Box annotations for photos
***
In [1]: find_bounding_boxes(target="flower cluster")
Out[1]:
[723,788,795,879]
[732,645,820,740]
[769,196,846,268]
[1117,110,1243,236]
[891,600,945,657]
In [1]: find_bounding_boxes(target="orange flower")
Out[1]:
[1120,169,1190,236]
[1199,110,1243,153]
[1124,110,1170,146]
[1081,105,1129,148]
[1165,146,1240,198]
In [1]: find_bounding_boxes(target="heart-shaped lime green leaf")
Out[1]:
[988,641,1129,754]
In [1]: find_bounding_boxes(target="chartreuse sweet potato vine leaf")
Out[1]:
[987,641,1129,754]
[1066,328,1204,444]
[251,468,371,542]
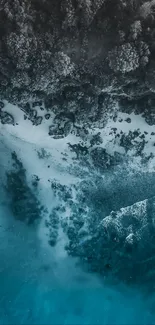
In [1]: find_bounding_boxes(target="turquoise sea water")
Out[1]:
[0,202,155,325]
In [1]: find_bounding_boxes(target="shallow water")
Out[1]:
[0,200,155,324]
[0,133,155,325]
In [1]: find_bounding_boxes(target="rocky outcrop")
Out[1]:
[0,0,155,124]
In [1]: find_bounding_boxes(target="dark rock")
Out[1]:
[125,117,131,123]
[0,112,14,125]
[90,147,113,172]
[45,114,51,120]
[33,116,43,125]
[6,152,43,225]
[0,101,5,110]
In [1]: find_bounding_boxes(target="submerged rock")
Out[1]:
[0,112,14,125]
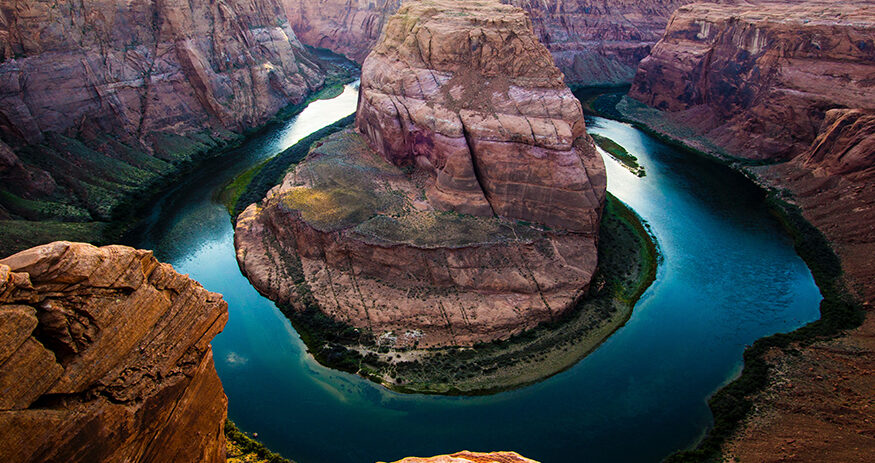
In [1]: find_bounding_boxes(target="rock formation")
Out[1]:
[629,0,875,160]
[384,450,538,463]
[283,0,689,85]
[235,1,606,346]
[0,242,228,463]
[627,0,875,462]
[0,0,323,221]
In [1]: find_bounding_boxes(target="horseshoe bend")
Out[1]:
[236,2,606,347]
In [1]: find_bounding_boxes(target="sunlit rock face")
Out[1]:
[235,1,606,347]
[629,1,875,160]
[283,0,690,85]
[356,1,604,233]
[384,450,538,463]
[0,242,228,463]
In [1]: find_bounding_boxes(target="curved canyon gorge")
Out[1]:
[0,0,875,463]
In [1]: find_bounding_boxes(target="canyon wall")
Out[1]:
[384,450,538,463]
[283,0,689,85]
[235,1,606,347]
[0,0,324,227]
[618,1,875,462]
[629,1,875,160]
[0,242,228,463]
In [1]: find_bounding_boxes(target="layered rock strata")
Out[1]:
[629,1,875,160]
[627,1,875,462]
[384,450,538,463]
[0,0,324,221]
[235,2,606,347]
[283,0,689,85]
[0,242,228,462]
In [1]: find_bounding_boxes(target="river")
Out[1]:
[128,85,821,463]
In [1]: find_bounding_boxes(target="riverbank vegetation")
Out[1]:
[589,133,646,177]
[0,57,355,257]
[588,87,864,463]
[225,419,295,463]
[220,113,355,219]
[264,195,658,395]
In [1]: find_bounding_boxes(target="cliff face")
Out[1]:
[629,1,875,159]
[0,242,228,463]
[284,0,689,85]
[618,1,875,462]
[384,450,538,463]
[0,0,323,221]
[235,1,606,347]
[356,2,604,234]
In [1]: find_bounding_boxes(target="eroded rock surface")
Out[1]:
[235,2,606,347]
[356,1,604,233]
[0,0,324,221]
[618,1,875,462]
[283,0,689,85]
[384,450,538,463]
[0,242,228,463]
[629,0,875,160]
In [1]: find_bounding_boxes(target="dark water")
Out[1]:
[128,88,820,463]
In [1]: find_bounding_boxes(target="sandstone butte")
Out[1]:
[235,1,606,347]
[384,450,538,463]
[0,242,228,463]
[0,0,324,221]
[283,0,690,85]
[630,1,875,462]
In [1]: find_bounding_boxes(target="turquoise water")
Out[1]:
[131,86,820,463]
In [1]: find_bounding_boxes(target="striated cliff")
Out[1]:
[629,0,875,160]
[384,450,537,463]
[283,0,689,85]
[0,0,324,228]
[0,242,228,463]
[617,1,875,462]
[235,1,606,347]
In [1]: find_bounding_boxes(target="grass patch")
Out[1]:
[233,114,355,218]
[589,133,646,177]
[225,419,294,463]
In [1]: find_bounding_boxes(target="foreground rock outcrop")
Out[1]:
[384,450,538,463]
[0,242,228,463]
[618,1,875,462]
[283,0,689,85]
[0,0,324,226]
[235,1,606,347]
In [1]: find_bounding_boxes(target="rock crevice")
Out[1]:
[0,242,228,463]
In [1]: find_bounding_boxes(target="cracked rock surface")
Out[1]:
[235,2,606,347]
[0,242,228,462]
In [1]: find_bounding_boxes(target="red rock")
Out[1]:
[629,0,875,159]
[0,242,228,462]
[235,2,606,347]
[283,0,689,85]
[0,0,323,196]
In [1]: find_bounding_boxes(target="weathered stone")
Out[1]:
[0,242,227,463]
[283,0,690,85]
[384,450,538,463]
[235,2,606,347]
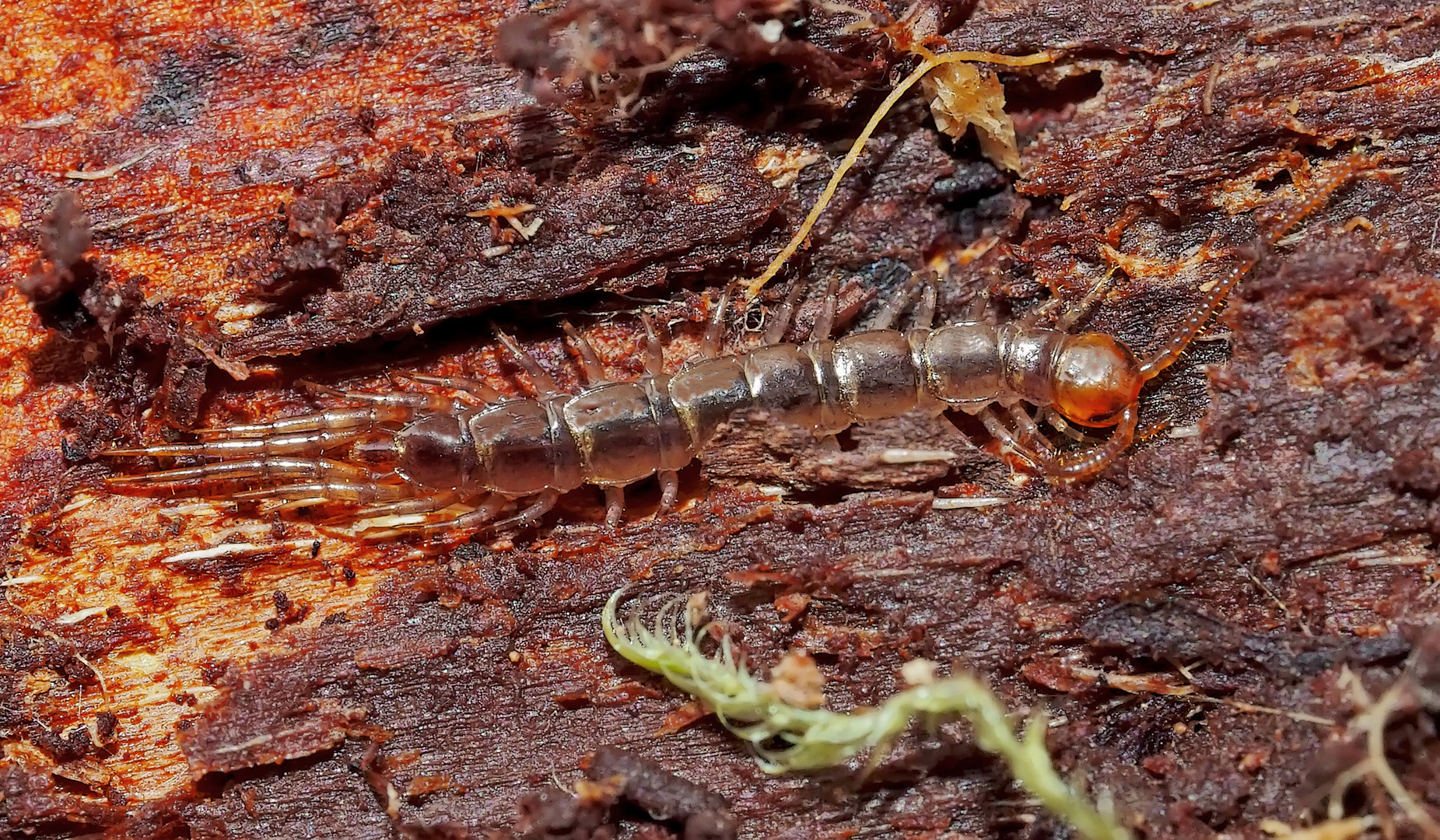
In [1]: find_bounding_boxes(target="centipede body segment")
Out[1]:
[103,49,1365,537]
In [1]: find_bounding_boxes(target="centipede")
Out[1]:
[101,49,1367,539]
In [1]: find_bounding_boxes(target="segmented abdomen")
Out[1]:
[468,324,1063,494]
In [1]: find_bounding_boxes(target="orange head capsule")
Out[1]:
[1053,333,1145,426]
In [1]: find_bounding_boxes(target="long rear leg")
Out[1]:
[105,458,382,493]
[227,481,413,510]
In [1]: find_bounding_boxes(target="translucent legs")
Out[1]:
[976,404,1139,480]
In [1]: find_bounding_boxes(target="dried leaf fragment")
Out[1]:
[922,62,1020,171]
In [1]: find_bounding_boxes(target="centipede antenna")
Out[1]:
[745,51,1056,304]
[1140,152,1368,382]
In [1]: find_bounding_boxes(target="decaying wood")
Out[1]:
[0,0,1440,838]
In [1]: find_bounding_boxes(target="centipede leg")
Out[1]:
[760,277,805,345]
[230,481,408,510]
[975,406,1041,471]
[560,321,606,385]
[296,379,455,419]
[870,272,934,330]
[496,490,560,530]
[914,274,941,330]
[101,426,370,458]
[700,288,730,359]
[655,470,680,513]
[343,490,459,522]
[1056,268,1115,333]
[1046,408,1098,444]
[412,493,512,537]
[811,275,839,341]
[185,405,418,438]
[492,327,560,399]
[604,485,625,527]
[1008,402,1056,460]
[105,458,377,492]
[639,313,665,376]
[409,373,501,405]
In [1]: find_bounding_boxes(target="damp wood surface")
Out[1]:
[0,0,1440,838]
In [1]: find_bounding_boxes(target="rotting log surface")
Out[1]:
[0,0,1440,837]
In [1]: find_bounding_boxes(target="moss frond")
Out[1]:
[601,591,1129,840]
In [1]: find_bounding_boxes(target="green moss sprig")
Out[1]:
[601,591,1129,840]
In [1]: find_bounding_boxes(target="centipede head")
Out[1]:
[1053,333,1145,426]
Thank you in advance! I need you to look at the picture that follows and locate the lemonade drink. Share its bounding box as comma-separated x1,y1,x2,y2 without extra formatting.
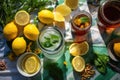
38,27,64,59
64,0,79,9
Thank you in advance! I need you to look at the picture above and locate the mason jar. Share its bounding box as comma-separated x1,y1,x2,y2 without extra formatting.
38,26,65,60
97,0,120,32
71,11,92,42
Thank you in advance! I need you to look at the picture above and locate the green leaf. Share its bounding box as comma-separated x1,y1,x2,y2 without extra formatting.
80,17,89,23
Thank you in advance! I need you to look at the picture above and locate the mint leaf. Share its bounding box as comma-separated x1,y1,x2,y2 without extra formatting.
80,17,89,23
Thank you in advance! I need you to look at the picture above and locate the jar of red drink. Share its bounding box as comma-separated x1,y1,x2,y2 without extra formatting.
71,11,92,35
97,0,120,30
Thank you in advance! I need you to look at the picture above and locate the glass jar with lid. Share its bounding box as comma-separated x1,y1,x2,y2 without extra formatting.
38,26,65,60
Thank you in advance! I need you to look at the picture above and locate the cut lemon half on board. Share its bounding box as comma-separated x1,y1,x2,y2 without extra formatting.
79,41,89,55
15,10,30,26
113,42,120,57
69,43,81,56
69,41,89,56
53,12,65,22
55,4,71,16
72,56,85,72
38,10,54,24
24,56,39,74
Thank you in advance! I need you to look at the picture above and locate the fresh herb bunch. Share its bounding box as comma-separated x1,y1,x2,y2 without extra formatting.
0,0,54,27
94,53,109,74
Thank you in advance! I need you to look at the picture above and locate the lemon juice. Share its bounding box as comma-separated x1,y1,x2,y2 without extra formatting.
64,0,79,9
38,26,64,59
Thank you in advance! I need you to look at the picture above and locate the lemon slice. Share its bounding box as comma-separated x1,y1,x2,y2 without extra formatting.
72,56,85,72
64,0,79,9
38,10,54,24
24,56,39,74
69,43,81,56
79,41,89,55
15,10,30,26
55,4,71,16
113,43,120,57
53,12,65,22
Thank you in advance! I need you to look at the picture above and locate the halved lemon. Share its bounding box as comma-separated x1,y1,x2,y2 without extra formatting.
72,56,85,72
53,12,65,22
69,43,81,56
15,10,30,26
23,56,39,74
38,10,54,24
113,42,120,57
79,41,89,55
55,4,71,16
69,41,89,56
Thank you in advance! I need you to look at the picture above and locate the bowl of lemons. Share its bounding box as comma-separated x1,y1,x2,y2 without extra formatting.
17,52,41,77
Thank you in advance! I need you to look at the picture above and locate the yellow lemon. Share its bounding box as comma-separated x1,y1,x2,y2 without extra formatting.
23,56,40,74
12,37,26,56
38,10,54,24
113,43,120,57
64,0,79,9
55,4,71,16
79,41,89,55
72,56,85,72
23,24,39,41
3,22,18,40
69,43,81,56
53,12,65,22
15,10,30,26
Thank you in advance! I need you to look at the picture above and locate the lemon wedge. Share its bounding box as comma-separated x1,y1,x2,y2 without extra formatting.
79,41,89,55
55,4,71,16
113,43,120,57
38,10,54,24
15,10,30,26
72,56,85,72
23,56,40,74
69,43,81,56
53,12,65,22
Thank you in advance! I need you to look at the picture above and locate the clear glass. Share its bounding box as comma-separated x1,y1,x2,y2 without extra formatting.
38,26,65,60
71,11,92,42
97,0,120,30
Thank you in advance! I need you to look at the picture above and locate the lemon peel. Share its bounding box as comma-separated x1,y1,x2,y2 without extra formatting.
14,10,30,26
38,10,54,24
55,4,71,16
3,21,18,41
113,43,120,57
12,37,26,56
23,55,39,74
23,24,40,41
72,56,85,72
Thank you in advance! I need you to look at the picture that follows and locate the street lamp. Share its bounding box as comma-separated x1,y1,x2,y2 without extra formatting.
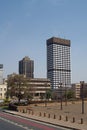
65,84,67,106
59,83,63,110
80,81,84,114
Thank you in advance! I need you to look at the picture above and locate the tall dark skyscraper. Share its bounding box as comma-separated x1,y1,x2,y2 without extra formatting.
19,56,34,78
0,64,3,84
47,37,71,89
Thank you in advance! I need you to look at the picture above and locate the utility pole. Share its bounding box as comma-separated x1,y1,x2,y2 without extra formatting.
80,81,84,114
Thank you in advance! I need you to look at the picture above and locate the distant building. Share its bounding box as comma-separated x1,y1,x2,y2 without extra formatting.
0,64,3,84
19,56,34,78
72,83,87,98
8,73,51,100
47,37,71,89
27,78,51,100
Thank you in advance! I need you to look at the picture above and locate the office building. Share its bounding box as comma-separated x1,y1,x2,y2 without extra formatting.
47,37,71,89
19,56,34,78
***
Goal of the exercise:
Can you find each line in the records that contains the word "leaf" and copy all of those lines out?

Written response:
In [1]: find_bounding_boxes(target="heart-shaped lime green leaf")
In [1]: find_bounding_boxes(target="chartreuse sweet potato vine leaf")
In [1]: find_bounding_boxes(target="dried leaf fragment")
Thank you in advance! I need you to look at the picture above and locate the green leaf. Share its bounding box as comma-separated x1,y1,x2,y2 without extra formatting.
Thank you in advance! I need you to look at the picture above and locate the mint leaf. Share its bounding box as comma-separated x1,y1,x2,y2 without extra formatting.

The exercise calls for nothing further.